[Saved entries]
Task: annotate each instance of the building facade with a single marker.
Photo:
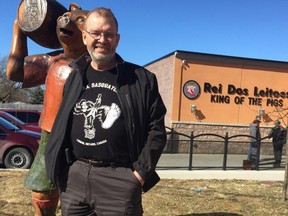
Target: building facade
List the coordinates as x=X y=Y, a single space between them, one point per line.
x=221 y=94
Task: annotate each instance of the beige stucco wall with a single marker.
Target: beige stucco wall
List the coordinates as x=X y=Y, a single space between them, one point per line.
x=164 y=70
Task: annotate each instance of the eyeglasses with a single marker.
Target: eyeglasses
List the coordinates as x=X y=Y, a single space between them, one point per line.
x=97 y=34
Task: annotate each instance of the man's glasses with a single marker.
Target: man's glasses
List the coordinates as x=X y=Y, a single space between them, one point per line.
x=97 y=35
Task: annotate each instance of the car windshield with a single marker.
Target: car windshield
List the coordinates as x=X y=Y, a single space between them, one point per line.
x=13 y=119
x=7 y=124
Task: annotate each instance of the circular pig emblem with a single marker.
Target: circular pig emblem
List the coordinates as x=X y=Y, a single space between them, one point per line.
x=191 y=89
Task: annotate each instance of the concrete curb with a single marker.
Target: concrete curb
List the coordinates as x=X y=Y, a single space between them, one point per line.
x=274 y=175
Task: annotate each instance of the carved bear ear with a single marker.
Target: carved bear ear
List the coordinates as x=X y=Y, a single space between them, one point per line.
x=74 y=6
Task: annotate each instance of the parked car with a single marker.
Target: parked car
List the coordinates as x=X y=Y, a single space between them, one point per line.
x=17 y=147
x=28 y=116
x=17 y=122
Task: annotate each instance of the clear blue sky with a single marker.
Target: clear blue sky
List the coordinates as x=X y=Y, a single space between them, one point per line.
x=150 y=29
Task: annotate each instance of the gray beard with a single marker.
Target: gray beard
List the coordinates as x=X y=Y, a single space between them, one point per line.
x=100 y=59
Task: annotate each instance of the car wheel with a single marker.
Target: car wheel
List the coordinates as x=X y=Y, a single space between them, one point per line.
x=18 y=158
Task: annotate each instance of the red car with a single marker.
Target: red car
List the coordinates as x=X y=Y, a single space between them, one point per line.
x=17 y=147
x=30 y=117
x=18 y=123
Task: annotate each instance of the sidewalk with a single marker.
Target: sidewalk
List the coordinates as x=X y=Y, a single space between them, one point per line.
x=168 y=163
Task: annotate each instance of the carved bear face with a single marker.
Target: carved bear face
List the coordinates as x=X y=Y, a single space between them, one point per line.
x=70 y=26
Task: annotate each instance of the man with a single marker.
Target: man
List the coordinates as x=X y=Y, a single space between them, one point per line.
x=255 y=138
x=109 y=132
x=51 y=69
x=278 y=134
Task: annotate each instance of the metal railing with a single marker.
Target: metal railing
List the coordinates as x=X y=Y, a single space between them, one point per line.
x=224 y=140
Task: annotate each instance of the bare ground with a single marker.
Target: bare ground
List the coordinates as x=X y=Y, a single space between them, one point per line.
x=172 y=197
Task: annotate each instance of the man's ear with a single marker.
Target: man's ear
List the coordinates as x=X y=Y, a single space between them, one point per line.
x=84 y=36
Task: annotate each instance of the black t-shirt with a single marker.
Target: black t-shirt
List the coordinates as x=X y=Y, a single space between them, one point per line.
x=97 y=124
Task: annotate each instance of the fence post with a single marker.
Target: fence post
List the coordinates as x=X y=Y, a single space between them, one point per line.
x=225 y=151
x=191 y=151
x=258 y=153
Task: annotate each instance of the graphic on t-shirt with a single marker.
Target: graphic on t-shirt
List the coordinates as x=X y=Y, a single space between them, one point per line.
x=107 y=115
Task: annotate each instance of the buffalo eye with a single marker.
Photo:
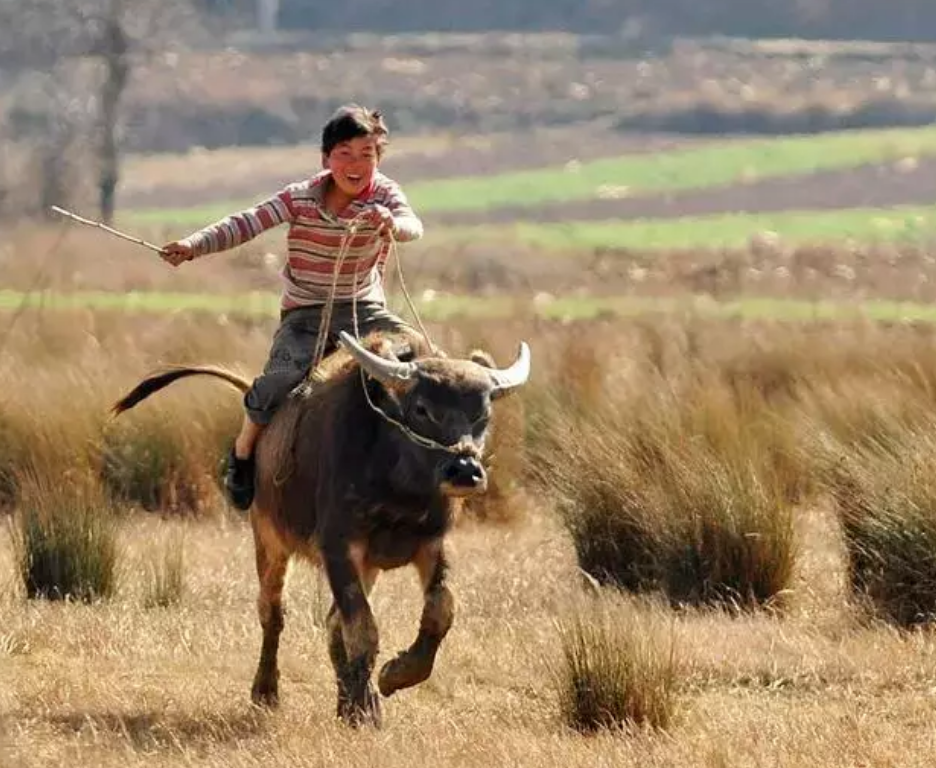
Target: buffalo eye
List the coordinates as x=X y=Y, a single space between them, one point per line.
x=479 y=425
x=421 y=410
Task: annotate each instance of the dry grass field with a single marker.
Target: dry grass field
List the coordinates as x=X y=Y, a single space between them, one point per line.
x=809 y=678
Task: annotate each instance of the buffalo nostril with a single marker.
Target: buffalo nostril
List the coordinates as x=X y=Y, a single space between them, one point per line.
x=463 y=471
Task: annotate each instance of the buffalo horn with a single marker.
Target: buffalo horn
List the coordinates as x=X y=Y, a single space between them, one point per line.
x=506 y=379
x=379 y=367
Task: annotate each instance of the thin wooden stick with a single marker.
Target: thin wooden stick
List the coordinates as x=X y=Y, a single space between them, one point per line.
x=110 y=230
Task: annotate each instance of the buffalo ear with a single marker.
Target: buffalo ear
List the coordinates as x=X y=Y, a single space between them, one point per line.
x=481 y=357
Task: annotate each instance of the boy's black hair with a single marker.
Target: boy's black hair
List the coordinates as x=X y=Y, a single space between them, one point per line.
x=353 y=121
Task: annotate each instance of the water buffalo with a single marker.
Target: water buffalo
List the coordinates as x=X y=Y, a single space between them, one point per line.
x=361 y=473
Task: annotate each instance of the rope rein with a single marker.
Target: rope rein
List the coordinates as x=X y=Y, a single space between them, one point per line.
x=321 y=340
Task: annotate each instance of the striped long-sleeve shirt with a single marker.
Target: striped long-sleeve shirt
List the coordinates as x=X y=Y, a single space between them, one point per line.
x=315 y=239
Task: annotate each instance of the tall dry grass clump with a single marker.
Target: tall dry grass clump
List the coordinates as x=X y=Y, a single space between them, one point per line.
x=678 y=487
x=65 y=538
x=886 y=499
x=617 y=668
x=165 y=573
x=168 y=456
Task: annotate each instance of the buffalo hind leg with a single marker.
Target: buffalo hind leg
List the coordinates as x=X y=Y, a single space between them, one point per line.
x=353 y=638
x=272 y=560
x=414 y=665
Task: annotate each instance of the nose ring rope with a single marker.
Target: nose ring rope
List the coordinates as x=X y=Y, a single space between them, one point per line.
x=461 y=447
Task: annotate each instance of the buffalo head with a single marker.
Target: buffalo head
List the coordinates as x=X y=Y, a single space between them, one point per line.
x=441 y=408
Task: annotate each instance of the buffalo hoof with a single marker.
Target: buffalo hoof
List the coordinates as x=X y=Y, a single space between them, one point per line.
x=406 y=670
x=265 y=693
x=360 y=714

_WORK TO BE COMPLETED:_
Put each line of all the rows above into a Markdown table with the columns No. and Line, numbering the lines in order and leaving out blank lines. Leave the pictures out of the table.

_COMPLETE OUTPUT:_
| No. | Line |
|---|---|
| 1 | Task: annotate each instance of the building facade with a single marker. |
| 2 | Photo: |
| 3 | Target: building facade |
| 4 | List the coordinates as x=X y=Y, a single space between them, one point per line. |
| 5 | x=221 y=94 |
| 6 | Task: annotate each instance of the beige stucco wall with a single marker. |
| 7 | Target: beige stucco wall |
| 8 | List the coordinates as x=X y=Y, a single space between them, one point per line. |
| 9 | x=164 y=70 |
| 10 | Task: annotate each instance of the eyeglasses with a single marker. |
| 11 | Target: eyeglasses |
| 12 | List the coordinates as x=X y=Y, a single space between them, one point per line. |
| 13 | x=97 y=34 |
| 14 | Task: annotate each instance of the man's glasses with a single marker. |
| 15 | Target: man's glasses |
| 16 | List the coordinates as x=X y=Y, a single space between them, one point per line. |
| 17 | x=97 y=35 |
| 18 | Task: annotate each instance of the car windshield with a single marker. |
| 19 | Target: car windshield |
| 20 | List the coordinates as x=X y=Y, a single space between them, one point per line. |
| 21 | x=13 y=119 |
| 22 | x=7 y=124 |
| 23 | Task: annotate each instance of the circular pig emblem with a single marker. |
| 24 | Target: circular pig emblem |
| 25 | List the coordinates as x=X y=Y, a single space between them, one point per line. |
| 26 | x=191 y=89 |
| 27 | Task: annotate each instance of the concrete curb with a single marker. |
| 28 | Target: concrete curb |
| 29 | List the coordinates as x=X y=Y, a single space between them, one point per line. |
| 30 | x=274 y=175 |
| 31 | Task: annotate each instance of the carved bear ear with a single marker. |
| 32 | Target: carved bear ear |
| 33 | List the coordinates as x=X y=Y, a single space between them, one point per line. |
| 34 | x=74 y=6 |
| 35 | Task: annotate each instance of the parked car with a single marker. |
| 36 | Target: parked car |
| 37 | List the coordinates as x=X y=Y, a single space between them, one point per line. |
| 38 | x=17 y=147 |
| 39 | x=28 y=116 |
| 40 | x=17 y=122 |
| 41 | Task: annotate each instance of the clear blue sky with a single marker. |
| 42 | Target: clear blue sky |
| 43 | List the coordinates as x=X y=Y, a single space between them, one point per line. |
| 44 | x=150 y=29 |
| 45 | Task: annotate each instance of the gray beard with a single marker. |
| 46 | Target: gray beard |
| 47 | List the coordinates as x=X y=Y, a single space between them, one point per line. |
| 48 | x=100 y=59 |
| 49 | Task: annotate each instance of the car wheel with a single marker. |
| 50 | Target: car wheel |
| 51 | List the coordinates as x=X y=Y, a single space between them, one point per line. |
| 52 | x=18 y=158 |
| 53 | Task: annotate each instance of the red car with a single marker. |
| 54 | Target: red car |
| 55 | List the coordinates as x=X y=Y, a single space between them, one point per line. |
| 56 | x=17 y=147 |
| 57 | x=30 y=117 |
| 58 | x=18 y=123 |
| 59 | Task: annotate each instance of the sidewalk with a single marker. |
| 60 | Target: sidewalk |
| 61 | List the coordinates as x=X y=Y, a single space between them, one point per line. |
| 62 | x=168 y=163 |
| 63 | Task: annotate each instance of the carved bear face with a single marker. |
| 64 | Target: carved bear face |
| 65 | List the coordinates as x=X y=Y, a single space between them, one point per line. |
| 66 | x=70 y=26 |
| 67 | Task: annotate each instance of the man with a single marker. |
| 68 | Target: man |
| 69 | List the coordinates as x=X y=Y, a single space between them, one point per line. |
| 70 | x=255 y=138 |
| 71 | x=109 y=132 |
| 72 | x=51 y=69 |
| 73 | x=278 y=134 |
| 74 | Task: annotate each instance of the metal railing with a single marker. |
| 75 | Target: metal railing |
| 76 | List the coordinates as x=X y=Y, a single space between them, one point per line. |
| 77 | x=224 y=140 |
| 78 | Task: annotate each instance of the bare ground with a single marker. |
| 79 | Target: bare ground |
| 80 | List the coordinates as x=X y=Y, a single space between them, one point per line. |
| 81 | x=172 y=197 |
| 82 | Task: annotate each instance of the man's ear with a single marker. |
| 83 | Target: man's ear |
| 84 | List the coordinates as x=X y=Y, a single space between them, one point per line. |
| 85 | x=84 y=36 |
| 86 | Task: annotate each instance of the black t-shirt with a single marker. |
| 87 | Target: black t-shirt |
| 88 | List the coordinates as x=X y=Y, a single space between them, one point per line. |
| 89 | x=97 y=124 |
| 90 | Task: annotate each instance of the fence post with a single marker. |
| 91 | Target: fence post |
| 92 | List the coordinates as x=X y=Y, a single space between them, one point per line. |
| 93 | x=225 y=151 |
| 94 | x=191 y=151 |
| 95 | x=258 y=153 |
| 96 | Task: annotate each instance of the graphic on t-shirt with a single marker. |
| 97 | Target: graphic on t-shirt |
| 98 | List the coordinates as x=X y=Y, a single space between them, one point per line. |
| 99 | x=107 y=115 |
| 100 | Task: annotate each instance of the buffalo eye with a single marker. |
| 101 | Photo: |
| 102 | Target: buffalo eye |
| 103 | List the coordinates as x=X y=Y, a single space between them, one point per line. |
| 104 | x=479 y=425 |
| 105 | x=421 y=410 |
| 106 | Task: annotate each instance of the dry grass field with a single marker. |
| 107 | Target: dry grass field |
| 108 | List the coordinates as x=X y=Y, a single space between them, one point per line. |
| 109 | x=809 y=678 |
| 110 | Task: annotate each instance of the buffalo nostril with a single marker. |
| 111 | Target: buffalo nostril |
| 112 | List the coordinates as x=X y=Y, a single space between them, one point per line. |
| 113 | x=463 y=471 |
| 114 | Task: annotate each instance of the buffalo horn with a single marker. |
| 115 | Target: buffalo horn |
| 116 | List the coordinates as x=X y=Y, a single space between them, one point per line. |
| 117 | x=506 y=379 |
| 118 | x=379 y=367 |
| 119 | Task: annotate each instance of the thin wooden stick with a single marker. |
| 120 | Target: thin wooden stick |
| 121 | List the coordinates as x=X y=Y, a single space between them, one point per line. |
| 122 | x=110 y=230 |
| 123 | Task: annotate each instance of the buffalo ear with a single marker. |
| 124 | Target: buffalo ear |
| 125 | List the coordinates as x=X y=Y, a single space between them, one point per line. |
| 126 | x=481 y=357 |
| 127 | Task: annotate each instance of the boy's black hair with a single marker. |
| 128 | Target: boy's black hair |
| 129 | List the coordinates as x=X y=Y, a single space between them, one point per line. |
| 130 | x=353 y=121 |
| 131 | Task: annotate each instance of the water buffalo with a single marker. |
| 132 | Target: water buffalo |
| 133 | List the coordinates as x=X y=Y, a single space between them, one point per line. |
| 134 | x=361 y=473 |
| 135 | Task: annotate each instance of the rope rein with a single marker. |
| 136 | Target: rope rein |
| 137 | List the coordinates as x=X y=Y, a single space between them, one point per line. |
| 138 | x=321 y=340 |
| 139 | Task: annotate each instance of the striped long-sleeve shirt with a single marker. |
| 140 | Target: striped long-sleeve shirt |
| 141 | List the coordinates as x=X y=Y, a single space between them, one point per line. |
| 142 | x=315 y=239 |
| 143 | Task: annotate each instance of the tall dry grass clump with a single marker. |
| 144 | Target: tall dry grass clump |
| 145 | List the coordinates as x=X y=Y, a single space between them, one point per line. |
| 146 | x=678 y=487 |
| 147 | x=65 y=538 |
| 148 | x=886 y=499 |
| 149 | x=617 y=668 |
| 150 | x=165 y=573 |
| 151 | x=168 y=456 |
| 152 | Task: annotate each instance of the buffalo hind leg with a single marker. |
| 153 | Target: buffalo hind leg |
| 154 | List the coordinates as x=X y=Y, a single space between them, one point per line. |
| 155 | x=353 y=638 |
| 156 | x=272 y=560 |
| 157 | x=414 y=665 |
| 158 | Task: annotate each instance of the nose ring rope with a single marker. |
| 159 | Target: nose ring rope |
| 160 | List the coordinates as x=X y=Y, a single space between them, one point per line. |
| 161 | x=461 y=447 |
| 162 | Task: annotate each instance of the buffalo head with a single marker. |
| 163 | Target: buffalo head |
| 164 | List the coordinates as x=X y=Y, a single space between them, one point per line. |
| 165 | x=441 y=408 |
| 166 | Task: annotate each instance of the buffalo hoof with a single marker. |
| 167 | Target: buffalo hoof |
| 168 | List the coordinates as x=X y=Y, a single space between them, one point per line. |
| 169 | x=406 y=670 |
| 170 | x=265 y=693 |
| 171 | x=360 y=714 |